TASK GOAL: Write out exactly the lines below that run from the line containing "target | dog's paw" through the last line of the records.

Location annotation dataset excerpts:
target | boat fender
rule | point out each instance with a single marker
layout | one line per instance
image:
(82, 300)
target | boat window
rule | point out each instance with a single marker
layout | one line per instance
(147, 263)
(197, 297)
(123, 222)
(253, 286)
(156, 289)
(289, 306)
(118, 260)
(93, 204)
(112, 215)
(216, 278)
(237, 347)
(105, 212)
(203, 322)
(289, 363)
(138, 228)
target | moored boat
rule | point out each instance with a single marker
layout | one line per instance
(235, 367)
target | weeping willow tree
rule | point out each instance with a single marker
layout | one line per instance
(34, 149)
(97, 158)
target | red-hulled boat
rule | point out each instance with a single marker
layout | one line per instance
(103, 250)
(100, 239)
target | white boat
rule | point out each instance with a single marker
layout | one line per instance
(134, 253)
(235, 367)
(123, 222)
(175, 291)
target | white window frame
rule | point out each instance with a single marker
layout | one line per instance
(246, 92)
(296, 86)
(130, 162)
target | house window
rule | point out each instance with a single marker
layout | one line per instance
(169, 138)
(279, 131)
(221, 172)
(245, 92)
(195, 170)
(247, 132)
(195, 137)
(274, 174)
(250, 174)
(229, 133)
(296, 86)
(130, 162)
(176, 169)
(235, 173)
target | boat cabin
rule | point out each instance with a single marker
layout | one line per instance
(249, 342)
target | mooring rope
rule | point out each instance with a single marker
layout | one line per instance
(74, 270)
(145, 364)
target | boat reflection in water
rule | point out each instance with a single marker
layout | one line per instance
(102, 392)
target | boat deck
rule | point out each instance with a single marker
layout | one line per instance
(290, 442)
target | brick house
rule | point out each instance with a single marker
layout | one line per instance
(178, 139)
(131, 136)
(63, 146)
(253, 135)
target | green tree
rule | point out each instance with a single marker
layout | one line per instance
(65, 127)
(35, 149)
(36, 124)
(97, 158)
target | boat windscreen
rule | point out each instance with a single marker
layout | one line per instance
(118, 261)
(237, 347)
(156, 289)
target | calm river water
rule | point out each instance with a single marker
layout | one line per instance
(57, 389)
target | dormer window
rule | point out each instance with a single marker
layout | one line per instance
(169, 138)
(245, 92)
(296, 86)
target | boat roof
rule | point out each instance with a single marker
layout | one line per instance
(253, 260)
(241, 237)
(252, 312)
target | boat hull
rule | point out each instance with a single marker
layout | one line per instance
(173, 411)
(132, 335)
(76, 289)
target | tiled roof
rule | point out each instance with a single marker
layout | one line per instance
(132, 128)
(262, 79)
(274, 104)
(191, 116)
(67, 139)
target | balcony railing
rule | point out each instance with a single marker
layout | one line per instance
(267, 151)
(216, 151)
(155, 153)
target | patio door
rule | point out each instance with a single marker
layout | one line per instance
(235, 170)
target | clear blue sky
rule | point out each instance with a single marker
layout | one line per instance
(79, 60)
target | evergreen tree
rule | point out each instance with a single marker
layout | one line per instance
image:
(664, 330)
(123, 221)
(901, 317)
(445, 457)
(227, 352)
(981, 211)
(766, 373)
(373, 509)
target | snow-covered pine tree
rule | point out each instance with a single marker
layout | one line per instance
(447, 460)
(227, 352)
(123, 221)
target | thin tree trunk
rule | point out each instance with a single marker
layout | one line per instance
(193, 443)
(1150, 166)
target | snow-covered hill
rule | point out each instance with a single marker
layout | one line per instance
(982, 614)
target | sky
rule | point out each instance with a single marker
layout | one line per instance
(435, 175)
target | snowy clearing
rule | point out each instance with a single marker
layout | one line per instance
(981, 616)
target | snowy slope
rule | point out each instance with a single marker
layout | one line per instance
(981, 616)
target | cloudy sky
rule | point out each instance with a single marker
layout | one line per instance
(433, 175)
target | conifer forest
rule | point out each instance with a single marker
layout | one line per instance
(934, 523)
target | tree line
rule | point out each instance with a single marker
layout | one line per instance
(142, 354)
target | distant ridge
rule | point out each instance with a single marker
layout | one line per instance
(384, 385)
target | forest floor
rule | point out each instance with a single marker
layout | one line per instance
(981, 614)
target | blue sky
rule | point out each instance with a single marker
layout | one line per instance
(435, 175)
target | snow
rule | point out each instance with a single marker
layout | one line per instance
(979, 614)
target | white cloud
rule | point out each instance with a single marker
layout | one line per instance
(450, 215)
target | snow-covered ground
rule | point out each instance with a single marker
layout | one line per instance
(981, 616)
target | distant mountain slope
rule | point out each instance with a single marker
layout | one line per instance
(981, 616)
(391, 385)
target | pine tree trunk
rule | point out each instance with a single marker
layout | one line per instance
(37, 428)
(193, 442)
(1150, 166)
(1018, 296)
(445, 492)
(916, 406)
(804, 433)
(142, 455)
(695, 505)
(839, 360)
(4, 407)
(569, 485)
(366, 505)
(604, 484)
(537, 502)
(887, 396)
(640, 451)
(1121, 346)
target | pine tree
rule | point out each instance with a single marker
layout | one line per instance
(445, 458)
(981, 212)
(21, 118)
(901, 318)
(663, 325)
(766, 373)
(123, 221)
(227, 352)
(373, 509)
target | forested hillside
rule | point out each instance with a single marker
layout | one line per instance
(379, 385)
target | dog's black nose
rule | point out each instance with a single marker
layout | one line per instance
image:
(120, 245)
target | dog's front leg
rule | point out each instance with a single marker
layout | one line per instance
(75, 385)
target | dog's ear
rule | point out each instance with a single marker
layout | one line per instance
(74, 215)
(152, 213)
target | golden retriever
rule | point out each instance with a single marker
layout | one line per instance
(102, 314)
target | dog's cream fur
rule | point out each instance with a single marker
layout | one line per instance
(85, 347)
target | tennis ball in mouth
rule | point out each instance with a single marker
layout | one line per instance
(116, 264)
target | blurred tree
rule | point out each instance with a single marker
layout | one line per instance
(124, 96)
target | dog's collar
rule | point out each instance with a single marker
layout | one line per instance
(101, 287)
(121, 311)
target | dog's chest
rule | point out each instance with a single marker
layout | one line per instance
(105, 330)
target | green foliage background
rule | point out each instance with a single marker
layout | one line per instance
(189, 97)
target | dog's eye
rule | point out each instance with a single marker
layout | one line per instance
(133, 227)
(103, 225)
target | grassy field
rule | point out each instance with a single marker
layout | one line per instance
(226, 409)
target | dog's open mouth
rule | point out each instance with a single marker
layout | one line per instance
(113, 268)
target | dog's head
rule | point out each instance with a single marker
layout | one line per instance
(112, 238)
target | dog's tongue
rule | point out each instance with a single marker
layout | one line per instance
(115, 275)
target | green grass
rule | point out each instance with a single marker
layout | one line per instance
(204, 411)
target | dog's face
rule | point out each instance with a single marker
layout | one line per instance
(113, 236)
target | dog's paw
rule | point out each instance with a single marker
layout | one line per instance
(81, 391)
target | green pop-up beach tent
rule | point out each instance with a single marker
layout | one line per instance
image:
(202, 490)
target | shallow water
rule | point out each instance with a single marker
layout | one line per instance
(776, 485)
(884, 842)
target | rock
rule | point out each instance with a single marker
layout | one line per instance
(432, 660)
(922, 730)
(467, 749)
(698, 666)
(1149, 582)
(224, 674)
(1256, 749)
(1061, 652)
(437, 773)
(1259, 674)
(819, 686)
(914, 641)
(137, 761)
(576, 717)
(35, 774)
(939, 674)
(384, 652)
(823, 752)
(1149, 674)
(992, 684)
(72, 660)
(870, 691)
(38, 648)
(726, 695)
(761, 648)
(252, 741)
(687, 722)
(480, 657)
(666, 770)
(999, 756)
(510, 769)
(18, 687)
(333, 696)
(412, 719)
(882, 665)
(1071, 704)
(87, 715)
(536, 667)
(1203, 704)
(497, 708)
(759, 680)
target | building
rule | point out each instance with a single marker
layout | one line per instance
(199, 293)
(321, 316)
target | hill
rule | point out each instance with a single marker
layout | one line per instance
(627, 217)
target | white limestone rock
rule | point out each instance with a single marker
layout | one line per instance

RESULT BELOW:
target | dog's paw
rule | point out each instance with a single marker
layout | one line per instance
(81, 391)
target | green pop-up beach tent
rule | point out each instance with a single marker
layout | one line per instance
image:
(202, 490)
target | shallow water
rule | point out each instance with a single marker
layout | one line per instance
(776, 485)
(884, 842)
target | rock
rule | point out each instance with a single marker
layout | one line per instance
(432, 660)
(922, 730)
(467, 749)
(698, 666)
(1149, 582)
(224, 674)
(1256, 749)
(1061, 652)
(437, 773)
(1259, 674)
(819, 686)
(914, 641)
(137, 761)
(576, 717)
(35, 774)
(939, 674)
(384, 652)
(823, 752)
(1149, 674)
(992, 684)
(72, 660)
(870, 691)
(38, 648)
(726, 695)
(761, 648)
(252, 741)
(687, 722)
(480, 657)
(666, 770)
(999, 756)
(510, 769)
(18, 687)
(333, 696)
(412, 719)
(882, 665)
(1071, 704)
(87, 715)
(536, 667)
(1203, 704)
(497, 708)
(759, 680)
target | building
rule | point out each instance with a single marker
layout | one line per instance
(199, 293)
(321, 316)
target | hill
rule | point out each instance with a single marker
layout | one line per instance
(627, 217)
target | white limestone rock
rule | point out each instance with a single marker
layout | one line per instance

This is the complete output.